[Stored records]
________________________________________

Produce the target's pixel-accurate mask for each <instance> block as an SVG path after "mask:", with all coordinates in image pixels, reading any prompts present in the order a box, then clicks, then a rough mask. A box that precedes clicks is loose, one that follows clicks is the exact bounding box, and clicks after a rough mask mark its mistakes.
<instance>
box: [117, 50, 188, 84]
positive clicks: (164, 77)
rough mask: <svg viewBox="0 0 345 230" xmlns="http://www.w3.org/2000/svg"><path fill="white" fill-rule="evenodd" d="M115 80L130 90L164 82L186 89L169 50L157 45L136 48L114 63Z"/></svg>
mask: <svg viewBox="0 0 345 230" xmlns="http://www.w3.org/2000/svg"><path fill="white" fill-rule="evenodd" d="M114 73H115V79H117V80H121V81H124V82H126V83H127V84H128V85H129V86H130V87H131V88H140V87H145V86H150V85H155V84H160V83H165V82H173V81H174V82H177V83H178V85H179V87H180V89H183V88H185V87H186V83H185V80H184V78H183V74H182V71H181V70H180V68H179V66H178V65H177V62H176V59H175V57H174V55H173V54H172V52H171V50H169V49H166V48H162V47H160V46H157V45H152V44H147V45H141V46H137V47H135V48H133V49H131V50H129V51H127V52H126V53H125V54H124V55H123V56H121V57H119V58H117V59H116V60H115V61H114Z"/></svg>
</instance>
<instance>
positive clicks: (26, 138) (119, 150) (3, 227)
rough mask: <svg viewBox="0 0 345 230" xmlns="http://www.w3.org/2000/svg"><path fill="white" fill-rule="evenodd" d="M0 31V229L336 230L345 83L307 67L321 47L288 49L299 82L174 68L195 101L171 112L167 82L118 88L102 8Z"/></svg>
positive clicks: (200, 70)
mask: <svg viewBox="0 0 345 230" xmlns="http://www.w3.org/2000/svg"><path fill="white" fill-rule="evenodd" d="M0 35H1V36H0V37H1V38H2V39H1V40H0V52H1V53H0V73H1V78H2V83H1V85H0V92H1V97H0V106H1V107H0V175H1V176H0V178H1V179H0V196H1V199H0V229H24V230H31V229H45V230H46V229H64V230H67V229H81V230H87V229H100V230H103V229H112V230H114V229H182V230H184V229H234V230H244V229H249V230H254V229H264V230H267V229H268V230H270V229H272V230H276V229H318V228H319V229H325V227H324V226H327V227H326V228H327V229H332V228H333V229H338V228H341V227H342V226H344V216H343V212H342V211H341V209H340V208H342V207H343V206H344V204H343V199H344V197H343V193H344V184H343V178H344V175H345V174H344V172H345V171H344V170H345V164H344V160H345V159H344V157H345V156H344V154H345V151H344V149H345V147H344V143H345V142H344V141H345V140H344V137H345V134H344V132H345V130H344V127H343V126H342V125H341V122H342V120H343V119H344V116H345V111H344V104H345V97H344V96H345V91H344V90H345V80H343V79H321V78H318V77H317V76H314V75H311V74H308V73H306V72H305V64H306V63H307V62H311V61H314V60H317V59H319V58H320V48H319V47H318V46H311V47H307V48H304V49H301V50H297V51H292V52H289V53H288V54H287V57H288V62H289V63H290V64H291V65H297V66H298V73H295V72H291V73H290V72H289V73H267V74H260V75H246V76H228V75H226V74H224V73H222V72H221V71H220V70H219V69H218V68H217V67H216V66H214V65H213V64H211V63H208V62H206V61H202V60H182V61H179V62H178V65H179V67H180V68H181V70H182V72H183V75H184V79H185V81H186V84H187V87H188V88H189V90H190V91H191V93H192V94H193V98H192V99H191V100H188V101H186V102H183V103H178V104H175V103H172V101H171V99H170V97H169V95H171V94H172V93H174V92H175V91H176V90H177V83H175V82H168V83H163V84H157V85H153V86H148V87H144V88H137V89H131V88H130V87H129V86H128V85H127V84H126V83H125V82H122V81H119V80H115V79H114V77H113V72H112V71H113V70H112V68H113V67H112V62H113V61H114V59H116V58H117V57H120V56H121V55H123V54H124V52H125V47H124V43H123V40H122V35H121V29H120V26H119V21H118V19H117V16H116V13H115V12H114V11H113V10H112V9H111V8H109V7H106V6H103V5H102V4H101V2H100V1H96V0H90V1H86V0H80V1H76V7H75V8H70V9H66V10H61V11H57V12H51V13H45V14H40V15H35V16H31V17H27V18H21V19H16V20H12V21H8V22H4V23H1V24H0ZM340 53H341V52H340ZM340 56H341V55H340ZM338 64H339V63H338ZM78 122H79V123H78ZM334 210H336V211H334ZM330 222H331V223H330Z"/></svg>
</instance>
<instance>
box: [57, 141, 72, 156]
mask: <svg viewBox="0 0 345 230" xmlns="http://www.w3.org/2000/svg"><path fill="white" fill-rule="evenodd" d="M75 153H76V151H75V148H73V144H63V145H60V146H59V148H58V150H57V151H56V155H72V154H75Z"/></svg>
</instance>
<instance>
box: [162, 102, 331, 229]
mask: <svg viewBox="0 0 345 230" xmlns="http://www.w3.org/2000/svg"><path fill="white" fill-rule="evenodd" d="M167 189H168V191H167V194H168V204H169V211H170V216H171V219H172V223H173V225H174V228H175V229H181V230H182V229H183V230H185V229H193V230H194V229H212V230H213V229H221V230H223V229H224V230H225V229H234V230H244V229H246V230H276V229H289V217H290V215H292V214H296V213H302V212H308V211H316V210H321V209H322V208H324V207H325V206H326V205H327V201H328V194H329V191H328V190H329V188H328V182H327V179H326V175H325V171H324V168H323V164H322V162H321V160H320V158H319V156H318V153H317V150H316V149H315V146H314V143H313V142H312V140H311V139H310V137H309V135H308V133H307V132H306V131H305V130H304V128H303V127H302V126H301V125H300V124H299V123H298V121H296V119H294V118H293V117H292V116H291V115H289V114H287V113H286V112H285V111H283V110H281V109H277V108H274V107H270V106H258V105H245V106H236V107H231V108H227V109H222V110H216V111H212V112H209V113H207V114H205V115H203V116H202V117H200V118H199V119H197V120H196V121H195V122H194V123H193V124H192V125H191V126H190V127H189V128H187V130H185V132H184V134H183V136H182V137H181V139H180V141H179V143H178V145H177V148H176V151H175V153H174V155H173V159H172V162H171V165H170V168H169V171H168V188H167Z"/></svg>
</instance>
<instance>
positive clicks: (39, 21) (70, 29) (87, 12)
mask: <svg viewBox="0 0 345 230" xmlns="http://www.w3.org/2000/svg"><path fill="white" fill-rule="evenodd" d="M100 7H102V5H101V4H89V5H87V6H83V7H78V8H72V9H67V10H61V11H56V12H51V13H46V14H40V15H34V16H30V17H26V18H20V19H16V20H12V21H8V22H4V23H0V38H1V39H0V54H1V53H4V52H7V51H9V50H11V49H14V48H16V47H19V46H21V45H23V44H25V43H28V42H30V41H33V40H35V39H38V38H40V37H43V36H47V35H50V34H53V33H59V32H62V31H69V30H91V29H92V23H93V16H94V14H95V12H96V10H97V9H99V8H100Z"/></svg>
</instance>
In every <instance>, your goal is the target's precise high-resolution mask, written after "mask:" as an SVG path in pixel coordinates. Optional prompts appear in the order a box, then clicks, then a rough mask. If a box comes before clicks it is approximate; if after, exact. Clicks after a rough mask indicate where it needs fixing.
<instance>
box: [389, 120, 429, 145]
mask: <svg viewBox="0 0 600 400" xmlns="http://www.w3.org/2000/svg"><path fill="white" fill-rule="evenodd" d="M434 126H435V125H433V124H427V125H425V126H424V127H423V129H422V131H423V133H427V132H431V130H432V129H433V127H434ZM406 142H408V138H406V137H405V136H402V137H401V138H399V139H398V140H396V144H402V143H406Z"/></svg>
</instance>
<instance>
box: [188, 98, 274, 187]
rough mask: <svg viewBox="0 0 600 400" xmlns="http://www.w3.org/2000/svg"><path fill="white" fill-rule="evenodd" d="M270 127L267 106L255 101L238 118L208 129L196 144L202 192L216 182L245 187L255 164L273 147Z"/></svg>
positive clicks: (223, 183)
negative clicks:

________________________________________

### PROBLEM
All that is needed is the opening run of the data, given again exactly: please include every line from the first through the line with "positive clicks: (164, 77)", both ends kept.

### EXPECTED ANSWER
Produce the target's pixel-accurate mask for each <instance> block as an SVG path after "mask:", with all coordinates in image pixels, reading any prompts present in the order a box, then clicks, then a rough mask. A box that precedes clicks is loose, one that follows clicks is the exact bounding box, and clicks after a rough mask mark its mistakes.
<instance>
box: [117, 50, 188, 84]
positive clicks: (164, 77)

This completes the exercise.